• Given task: Copy the items from the line with "Question. Mark every instance of the dark" up to and including the line with "x=363 y=188", requests included. Scale every answer coordinate by 1.5 and round to whole numbers, halves up, leaving the requests and their sample forms unchanged.

Items excerpted from a collection:
########

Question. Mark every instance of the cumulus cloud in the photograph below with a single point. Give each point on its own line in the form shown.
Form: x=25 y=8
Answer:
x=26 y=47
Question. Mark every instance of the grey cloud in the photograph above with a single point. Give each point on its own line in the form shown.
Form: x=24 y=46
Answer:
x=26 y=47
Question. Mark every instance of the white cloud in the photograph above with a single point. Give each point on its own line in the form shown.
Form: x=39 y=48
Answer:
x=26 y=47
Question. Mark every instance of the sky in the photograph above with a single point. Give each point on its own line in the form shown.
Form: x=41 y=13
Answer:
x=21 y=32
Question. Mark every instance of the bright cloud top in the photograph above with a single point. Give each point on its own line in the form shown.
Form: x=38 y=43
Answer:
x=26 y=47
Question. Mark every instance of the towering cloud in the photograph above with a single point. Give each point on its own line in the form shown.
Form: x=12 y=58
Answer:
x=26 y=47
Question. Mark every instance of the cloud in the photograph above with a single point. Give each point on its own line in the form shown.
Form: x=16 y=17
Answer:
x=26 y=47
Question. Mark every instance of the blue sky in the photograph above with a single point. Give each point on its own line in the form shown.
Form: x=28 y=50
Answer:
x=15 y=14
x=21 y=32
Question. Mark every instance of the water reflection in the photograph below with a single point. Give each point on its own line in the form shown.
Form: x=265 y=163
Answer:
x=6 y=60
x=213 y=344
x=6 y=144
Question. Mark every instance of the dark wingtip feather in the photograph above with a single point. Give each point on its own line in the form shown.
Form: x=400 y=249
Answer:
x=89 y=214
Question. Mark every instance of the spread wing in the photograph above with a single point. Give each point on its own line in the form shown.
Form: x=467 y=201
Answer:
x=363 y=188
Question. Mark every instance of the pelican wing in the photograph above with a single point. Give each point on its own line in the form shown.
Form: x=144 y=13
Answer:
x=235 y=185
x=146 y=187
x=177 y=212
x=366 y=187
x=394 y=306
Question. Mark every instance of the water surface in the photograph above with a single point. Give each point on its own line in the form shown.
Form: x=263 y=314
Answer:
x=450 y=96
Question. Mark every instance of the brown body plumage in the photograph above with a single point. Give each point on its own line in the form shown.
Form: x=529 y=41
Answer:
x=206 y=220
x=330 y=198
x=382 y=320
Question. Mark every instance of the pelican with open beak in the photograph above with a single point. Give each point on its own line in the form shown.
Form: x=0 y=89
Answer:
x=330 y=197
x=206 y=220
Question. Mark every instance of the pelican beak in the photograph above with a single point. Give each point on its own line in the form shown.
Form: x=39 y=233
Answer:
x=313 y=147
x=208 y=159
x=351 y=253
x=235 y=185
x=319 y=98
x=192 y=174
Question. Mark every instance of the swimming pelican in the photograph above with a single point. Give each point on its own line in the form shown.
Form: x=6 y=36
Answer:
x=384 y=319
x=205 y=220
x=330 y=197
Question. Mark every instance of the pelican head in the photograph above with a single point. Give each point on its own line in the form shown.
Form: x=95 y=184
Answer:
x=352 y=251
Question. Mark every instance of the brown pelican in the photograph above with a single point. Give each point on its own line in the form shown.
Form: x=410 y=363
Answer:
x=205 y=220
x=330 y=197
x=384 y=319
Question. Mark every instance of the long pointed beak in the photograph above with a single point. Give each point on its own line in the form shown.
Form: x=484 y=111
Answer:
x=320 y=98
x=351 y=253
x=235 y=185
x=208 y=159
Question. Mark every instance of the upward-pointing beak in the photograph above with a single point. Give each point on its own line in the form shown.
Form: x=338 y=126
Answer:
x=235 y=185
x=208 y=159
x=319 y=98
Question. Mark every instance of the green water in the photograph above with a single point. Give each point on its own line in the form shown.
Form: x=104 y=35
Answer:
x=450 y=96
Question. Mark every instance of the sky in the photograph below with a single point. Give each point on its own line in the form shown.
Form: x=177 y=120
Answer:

########

• Correct output:
Question. Mark every instance of the dark wingtip feather in the photograph above with a single point. Give each point on its own line in the form shown.
Form: x=400 y=249
Answer:
x=134 y=321
Question. Mark every instance of the spread wing in the photograph above with a single point. Give each point on its own line in the form shown.
Form: x=467 y=201
Answer:
x=545 y=282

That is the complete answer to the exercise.